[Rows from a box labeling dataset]
▽

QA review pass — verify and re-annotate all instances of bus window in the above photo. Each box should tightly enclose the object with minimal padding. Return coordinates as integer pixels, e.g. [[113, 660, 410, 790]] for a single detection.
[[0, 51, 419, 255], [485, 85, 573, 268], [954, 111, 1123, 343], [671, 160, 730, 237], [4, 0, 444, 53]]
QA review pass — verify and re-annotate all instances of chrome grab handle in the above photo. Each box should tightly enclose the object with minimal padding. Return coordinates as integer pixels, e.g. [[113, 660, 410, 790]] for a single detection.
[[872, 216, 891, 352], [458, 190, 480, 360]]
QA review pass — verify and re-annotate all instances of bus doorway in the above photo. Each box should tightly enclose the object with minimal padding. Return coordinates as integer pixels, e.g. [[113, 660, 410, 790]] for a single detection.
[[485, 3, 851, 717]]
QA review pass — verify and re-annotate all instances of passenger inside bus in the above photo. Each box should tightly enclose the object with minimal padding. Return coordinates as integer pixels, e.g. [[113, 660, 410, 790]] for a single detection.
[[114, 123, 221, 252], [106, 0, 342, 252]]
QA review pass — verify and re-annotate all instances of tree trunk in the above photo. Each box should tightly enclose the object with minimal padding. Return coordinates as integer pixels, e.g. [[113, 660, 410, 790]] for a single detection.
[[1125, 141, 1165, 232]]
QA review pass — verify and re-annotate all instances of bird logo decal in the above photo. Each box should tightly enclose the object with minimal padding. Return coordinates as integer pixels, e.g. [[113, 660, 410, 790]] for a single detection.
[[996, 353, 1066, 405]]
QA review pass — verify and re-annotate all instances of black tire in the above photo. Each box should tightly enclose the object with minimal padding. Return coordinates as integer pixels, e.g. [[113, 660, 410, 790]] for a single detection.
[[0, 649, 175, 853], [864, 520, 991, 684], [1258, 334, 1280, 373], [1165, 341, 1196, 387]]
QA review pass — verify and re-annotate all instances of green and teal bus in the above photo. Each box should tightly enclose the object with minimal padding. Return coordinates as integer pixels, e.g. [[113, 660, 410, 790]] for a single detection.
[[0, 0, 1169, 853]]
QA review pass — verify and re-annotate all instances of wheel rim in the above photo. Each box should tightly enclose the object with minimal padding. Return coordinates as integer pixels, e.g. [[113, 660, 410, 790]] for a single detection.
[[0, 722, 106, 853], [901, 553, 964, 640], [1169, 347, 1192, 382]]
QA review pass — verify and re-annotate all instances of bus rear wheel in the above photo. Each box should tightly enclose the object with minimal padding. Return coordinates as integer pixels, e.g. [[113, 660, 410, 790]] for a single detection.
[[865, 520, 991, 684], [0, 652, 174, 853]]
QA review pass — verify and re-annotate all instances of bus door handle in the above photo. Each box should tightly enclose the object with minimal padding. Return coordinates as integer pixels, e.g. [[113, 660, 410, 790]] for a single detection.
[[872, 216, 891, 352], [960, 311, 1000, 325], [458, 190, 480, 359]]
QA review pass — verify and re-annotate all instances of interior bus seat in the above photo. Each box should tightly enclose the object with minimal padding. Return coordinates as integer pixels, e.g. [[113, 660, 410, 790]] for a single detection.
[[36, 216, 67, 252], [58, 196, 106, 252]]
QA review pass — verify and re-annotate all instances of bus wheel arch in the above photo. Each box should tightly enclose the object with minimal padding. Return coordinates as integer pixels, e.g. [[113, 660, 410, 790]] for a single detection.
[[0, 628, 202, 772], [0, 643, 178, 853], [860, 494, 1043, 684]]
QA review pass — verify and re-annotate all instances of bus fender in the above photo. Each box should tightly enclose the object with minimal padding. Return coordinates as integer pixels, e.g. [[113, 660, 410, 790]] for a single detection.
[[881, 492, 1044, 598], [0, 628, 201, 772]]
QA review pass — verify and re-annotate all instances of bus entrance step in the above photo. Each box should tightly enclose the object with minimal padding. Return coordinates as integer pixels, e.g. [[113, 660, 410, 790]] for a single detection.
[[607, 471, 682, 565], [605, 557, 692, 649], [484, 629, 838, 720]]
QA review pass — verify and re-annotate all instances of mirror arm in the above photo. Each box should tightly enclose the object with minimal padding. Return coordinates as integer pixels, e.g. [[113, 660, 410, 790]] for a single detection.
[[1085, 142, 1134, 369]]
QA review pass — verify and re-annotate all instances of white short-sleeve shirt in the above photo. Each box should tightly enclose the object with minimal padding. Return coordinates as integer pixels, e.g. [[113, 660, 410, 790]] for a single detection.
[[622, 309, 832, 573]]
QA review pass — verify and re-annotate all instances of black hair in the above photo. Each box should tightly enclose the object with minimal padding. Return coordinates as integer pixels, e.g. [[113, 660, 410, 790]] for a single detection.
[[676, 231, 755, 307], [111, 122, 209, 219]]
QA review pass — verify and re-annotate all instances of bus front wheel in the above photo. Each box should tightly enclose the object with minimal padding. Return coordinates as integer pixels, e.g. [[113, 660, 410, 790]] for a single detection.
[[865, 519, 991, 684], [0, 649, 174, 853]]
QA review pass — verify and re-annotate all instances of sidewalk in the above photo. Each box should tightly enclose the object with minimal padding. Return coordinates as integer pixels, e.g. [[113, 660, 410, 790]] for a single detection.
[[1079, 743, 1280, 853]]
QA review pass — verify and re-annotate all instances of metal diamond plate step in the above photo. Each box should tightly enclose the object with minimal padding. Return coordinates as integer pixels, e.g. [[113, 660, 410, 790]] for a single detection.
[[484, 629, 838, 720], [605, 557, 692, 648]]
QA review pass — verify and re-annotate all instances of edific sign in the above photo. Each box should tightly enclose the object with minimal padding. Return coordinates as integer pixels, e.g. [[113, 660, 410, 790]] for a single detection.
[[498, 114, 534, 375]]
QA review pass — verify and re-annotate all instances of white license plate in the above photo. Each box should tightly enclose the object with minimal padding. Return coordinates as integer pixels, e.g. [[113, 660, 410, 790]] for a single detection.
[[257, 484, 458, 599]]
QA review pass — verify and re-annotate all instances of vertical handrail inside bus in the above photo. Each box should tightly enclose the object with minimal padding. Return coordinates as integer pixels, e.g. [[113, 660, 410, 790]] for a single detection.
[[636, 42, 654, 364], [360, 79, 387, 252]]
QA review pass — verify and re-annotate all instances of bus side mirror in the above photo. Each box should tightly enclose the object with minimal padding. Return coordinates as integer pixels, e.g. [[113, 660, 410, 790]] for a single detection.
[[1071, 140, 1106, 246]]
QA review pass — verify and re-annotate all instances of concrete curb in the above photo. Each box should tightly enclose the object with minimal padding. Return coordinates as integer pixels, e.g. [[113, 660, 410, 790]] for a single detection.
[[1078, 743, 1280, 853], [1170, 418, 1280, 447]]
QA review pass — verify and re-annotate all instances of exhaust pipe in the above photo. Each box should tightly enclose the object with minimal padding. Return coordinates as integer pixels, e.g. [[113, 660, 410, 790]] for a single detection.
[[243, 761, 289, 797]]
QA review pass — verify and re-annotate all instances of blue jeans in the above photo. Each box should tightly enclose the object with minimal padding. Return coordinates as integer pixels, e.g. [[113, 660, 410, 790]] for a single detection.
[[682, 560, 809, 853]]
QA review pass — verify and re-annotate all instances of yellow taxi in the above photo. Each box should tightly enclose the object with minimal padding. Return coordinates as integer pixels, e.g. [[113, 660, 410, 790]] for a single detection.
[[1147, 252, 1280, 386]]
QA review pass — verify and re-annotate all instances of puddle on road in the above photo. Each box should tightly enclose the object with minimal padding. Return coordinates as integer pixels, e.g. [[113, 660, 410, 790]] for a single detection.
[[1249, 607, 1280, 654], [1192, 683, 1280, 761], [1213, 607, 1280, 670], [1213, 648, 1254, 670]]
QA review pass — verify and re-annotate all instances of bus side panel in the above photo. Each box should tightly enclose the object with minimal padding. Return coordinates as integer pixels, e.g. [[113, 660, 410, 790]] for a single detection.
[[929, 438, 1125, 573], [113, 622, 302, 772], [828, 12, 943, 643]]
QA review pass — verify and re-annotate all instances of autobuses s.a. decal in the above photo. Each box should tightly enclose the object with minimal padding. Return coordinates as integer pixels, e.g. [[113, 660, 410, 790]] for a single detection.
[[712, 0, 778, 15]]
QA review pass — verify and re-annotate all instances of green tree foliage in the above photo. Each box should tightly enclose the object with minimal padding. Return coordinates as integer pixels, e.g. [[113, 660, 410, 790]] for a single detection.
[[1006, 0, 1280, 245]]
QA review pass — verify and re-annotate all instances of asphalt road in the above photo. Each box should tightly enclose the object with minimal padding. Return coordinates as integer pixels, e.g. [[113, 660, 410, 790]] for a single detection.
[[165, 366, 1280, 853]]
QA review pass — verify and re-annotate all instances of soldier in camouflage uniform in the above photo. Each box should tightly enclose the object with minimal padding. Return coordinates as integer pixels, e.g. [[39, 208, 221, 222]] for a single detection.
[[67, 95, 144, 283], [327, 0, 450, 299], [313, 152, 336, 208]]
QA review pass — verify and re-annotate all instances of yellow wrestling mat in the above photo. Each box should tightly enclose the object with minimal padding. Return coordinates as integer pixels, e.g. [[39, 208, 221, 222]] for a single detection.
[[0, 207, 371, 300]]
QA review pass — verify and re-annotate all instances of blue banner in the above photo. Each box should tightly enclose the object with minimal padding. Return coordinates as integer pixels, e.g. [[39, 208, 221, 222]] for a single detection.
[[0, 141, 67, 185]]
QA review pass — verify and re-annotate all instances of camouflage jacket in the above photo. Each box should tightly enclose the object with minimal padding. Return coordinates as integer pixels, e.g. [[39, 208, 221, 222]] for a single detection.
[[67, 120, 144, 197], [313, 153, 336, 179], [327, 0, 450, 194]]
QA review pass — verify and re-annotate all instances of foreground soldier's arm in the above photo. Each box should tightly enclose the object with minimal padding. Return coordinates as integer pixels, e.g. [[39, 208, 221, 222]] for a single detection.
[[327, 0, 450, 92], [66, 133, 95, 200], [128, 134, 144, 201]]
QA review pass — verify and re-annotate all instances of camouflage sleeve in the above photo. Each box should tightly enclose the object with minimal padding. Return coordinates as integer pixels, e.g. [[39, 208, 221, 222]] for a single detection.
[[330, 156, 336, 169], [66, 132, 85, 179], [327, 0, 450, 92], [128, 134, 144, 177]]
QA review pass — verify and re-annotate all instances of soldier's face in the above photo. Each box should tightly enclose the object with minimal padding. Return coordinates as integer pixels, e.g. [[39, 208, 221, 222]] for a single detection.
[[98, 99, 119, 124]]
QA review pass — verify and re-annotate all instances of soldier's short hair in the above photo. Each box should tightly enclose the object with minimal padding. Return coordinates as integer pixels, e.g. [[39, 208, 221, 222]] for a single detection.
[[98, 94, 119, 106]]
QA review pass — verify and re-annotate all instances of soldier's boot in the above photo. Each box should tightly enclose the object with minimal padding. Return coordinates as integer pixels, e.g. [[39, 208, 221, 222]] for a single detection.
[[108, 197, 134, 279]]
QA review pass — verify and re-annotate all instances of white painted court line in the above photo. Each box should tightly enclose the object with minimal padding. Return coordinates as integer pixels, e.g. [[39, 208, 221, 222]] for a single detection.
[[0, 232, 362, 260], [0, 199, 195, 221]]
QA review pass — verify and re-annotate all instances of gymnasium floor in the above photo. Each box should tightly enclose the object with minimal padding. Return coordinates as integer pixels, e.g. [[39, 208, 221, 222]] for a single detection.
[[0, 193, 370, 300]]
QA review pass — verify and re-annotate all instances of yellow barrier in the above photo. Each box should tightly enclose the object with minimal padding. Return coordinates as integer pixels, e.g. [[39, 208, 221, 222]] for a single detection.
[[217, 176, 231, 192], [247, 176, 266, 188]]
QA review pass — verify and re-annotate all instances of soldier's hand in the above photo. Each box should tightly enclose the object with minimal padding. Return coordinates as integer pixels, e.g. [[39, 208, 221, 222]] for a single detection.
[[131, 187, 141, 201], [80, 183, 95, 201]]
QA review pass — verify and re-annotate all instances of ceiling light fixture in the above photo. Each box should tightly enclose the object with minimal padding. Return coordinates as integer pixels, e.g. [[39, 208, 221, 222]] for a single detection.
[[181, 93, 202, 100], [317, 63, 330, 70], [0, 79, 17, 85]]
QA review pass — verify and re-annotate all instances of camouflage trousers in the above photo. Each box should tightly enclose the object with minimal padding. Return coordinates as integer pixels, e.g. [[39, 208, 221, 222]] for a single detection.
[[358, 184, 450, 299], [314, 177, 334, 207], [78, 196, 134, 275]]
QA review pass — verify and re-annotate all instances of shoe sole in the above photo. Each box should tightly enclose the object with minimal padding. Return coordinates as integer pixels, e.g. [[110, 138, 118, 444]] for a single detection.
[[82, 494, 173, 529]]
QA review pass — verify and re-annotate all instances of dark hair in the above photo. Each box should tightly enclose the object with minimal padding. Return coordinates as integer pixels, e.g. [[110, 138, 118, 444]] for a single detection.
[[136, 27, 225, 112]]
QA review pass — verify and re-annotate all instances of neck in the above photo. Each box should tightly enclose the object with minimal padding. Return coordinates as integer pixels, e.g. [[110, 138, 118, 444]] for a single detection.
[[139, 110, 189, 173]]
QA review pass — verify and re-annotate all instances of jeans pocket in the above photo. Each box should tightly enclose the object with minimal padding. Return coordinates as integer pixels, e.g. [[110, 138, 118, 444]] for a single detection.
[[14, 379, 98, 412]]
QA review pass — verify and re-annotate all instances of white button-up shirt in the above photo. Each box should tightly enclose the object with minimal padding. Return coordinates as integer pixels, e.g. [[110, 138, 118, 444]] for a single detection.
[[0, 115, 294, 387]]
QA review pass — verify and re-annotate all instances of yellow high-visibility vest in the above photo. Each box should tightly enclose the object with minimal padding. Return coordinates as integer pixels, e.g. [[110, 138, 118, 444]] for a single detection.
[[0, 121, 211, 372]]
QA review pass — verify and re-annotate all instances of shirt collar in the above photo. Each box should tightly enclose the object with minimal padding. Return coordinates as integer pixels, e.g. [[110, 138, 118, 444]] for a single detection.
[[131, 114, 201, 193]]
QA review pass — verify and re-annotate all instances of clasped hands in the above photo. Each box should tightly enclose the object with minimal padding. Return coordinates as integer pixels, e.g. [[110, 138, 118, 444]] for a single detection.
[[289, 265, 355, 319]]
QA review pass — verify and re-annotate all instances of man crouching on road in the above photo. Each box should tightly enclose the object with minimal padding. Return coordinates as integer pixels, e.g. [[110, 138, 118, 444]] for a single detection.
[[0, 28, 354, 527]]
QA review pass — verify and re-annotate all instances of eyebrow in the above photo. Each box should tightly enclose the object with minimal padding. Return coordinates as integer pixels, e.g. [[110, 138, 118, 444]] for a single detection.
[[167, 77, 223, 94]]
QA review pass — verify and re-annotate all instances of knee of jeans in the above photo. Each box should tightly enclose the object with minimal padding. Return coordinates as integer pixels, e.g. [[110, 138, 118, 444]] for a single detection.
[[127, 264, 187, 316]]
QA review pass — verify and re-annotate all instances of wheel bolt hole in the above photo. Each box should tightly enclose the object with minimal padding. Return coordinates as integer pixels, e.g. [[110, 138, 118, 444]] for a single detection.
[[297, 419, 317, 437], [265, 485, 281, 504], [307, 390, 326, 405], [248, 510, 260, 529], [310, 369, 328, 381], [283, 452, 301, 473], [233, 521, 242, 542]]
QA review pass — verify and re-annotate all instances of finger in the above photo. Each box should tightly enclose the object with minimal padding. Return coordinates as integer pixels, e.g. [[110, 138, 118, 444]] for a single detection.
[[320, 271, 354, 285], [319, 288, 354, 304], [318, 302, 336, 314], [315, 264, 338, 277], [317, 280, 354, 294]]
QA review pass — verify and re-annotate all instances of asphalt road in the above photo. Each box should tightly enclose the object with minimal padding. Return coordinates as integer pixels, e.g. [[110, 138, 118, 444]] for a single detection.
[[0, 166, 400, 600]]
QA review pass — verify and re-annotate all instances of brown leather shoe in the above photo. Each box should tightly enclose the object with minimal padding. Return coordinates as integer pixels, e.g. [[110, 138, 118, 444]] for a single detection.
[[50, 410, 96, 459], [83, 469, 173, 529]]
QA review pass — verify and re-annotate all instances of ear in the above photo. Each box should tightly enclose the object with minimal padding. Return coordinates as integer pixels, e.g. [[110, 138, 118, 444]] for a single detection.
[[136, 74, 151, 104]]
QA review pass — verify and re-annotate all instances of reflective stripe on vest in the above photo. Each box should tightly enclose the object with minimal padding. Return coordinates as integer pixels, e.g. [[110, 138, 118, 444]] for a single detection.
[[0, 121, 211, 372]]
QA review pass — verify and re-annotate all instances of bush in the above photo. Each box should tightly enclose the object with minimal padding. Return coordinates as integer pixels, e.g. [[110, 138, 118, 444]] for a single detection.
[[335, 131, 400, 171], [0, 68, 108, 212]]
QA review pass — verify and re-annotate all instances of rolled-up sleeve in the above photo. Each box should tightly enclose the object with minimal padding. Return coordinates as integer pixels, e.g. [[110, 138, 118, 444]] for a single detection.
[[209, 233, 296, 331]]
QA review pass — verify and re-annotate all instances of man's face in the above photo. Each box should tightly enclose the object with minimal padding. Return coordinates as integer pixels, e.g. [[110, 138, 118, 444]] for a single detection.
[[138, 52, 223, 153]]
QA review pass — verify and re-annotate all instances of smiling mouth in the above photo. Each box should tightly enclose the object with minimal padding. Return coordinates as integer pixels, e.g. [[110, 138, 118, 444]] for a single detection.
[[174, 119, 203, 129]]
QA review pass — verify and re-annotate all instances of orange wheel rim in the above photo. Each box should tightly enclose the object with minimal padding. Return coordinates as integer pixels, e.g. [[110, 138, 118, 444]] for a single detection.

△

* **Exercise**:
Turn everything in the material from the line containing "QA review pass — verify and re-annotate all instances of shoe" down to the line containing "[[82, 494, 173, 529]]", both included, into a numbered list. Omit any blank lines.

* **Completed exercise**:
1. QA review pass — verify and re-annotate all instances of shoe sole in the above photo. Each box should tightly enclose the object with minimal padding. Return coordinates as integer pixels, e.g. [[110, 138, 118, 444]] for a single detection.
2. [[82, 494, 173, 529]]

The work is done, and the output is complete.